◆ TASK PROMPT ◆
Only the lines of the data holding the string "monitor" need to be returned.

+++ THE RECORDS +++

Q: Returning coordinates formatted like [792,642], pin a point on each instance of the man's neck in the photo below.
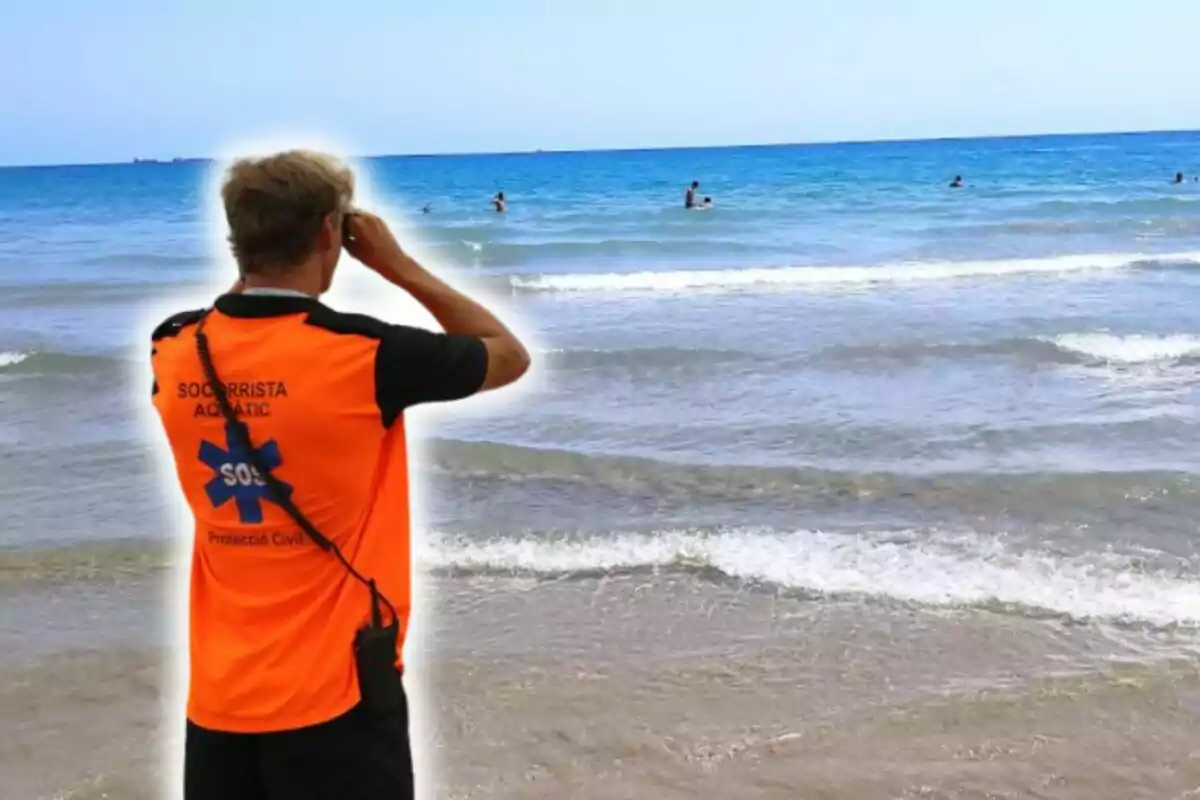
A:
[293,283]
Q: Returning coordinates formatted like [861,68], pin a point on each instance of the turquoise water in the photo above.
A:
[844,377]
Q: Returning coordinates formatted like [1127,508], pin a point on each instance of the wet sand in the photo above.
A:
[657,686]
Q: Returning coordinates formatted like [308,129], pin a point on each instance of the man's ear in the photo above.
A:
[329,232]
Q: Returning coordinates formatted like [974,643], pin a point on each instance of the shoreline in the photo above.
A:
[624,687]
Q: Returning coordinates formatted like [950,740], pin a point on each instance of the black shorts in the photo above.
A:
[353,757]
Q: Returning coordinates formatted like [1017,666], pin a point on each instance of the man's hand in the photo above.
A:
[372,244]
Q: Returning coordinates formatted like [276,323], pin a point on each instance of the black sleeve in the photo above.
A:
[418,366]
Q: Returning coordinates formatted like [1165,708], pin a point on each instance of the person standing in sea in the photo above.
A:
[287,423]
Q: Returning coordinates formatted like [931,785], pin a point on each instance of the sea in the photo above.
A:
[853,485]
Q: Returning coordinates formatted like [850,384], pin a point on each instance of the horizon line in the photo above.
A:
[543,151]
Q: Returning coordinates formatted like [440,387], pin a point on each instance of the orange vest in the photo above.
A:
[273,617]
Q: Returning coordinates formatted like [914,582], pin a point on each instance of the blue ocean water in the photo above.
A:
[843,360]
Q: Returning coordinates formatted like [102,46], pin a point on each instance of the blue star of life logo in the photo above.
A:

+++
+++ THE RECORDS +++

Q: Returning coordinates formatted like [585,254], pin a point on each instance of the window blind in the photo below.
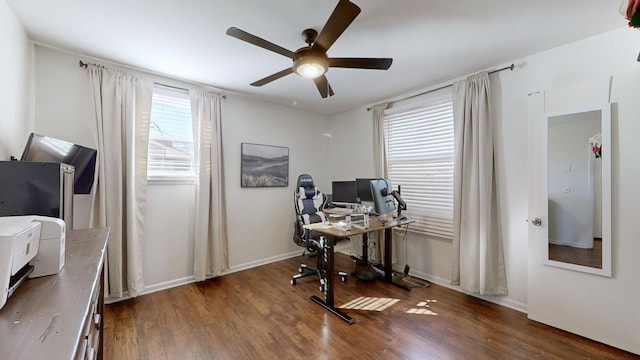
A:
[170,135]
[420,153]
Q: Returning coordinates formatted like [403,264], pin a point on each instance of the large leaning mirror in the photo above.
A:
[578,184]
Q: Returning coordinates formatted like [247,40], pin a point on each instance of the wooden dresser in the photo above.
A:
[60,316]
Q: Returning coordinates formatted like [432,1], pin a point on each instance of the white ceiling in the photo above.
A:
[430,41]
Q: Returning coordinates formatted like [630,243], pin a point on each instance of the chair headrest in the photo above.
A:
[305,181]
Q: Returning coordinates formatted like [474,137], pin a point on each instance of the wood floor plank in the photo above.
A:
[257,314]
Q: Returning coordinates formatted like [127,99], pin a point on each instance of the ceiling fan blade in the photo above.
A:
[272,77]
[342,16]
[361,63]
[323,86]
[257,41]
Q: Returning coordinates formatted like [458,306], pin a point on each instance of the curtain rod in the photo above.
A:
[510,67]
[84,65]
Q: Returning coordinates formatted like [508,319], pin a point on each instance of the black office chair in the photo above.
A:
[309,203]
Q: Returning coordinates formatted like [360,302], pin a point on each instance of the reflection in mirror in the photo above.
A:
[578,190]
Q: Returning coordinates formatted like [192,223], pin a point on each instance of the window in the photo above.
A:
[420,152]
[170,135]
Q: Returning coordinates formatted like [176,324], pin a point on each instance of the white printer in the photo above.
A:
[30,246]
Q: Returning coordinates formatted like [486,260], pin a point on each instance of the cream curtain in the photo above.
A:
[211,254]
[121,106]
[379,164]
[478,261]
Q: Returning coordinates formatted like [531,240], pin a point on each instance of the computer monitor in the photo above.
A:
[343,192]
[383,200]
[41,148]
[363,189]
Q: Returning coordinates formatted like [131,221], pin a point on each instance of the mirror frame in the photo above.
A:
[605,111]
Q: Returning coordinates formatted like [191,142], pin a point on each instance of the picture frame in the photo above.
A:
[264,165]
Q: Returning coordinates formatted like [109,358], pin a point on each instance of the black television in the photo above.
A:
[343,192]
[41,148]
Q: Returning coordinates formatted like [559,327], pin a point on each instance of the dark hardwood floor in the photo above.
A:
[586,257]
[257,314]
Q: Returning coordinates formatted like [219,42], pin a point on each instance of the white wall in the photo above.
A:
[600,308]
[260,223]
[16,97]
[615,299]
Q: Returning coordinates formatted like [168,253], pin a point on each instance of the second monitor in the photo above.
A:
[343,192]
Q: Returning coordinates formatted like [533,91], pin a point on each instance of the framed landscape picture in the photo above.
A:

+++

◆ PROBLEM SOLUTION ◆
Q: Returning coordinates formatted like [531,240], pin a point on each instance of the computer monitor in the photo above.
Q: Returning coordinates formatted like [168,253], pin a point on each instance of the second monitor in the photo above.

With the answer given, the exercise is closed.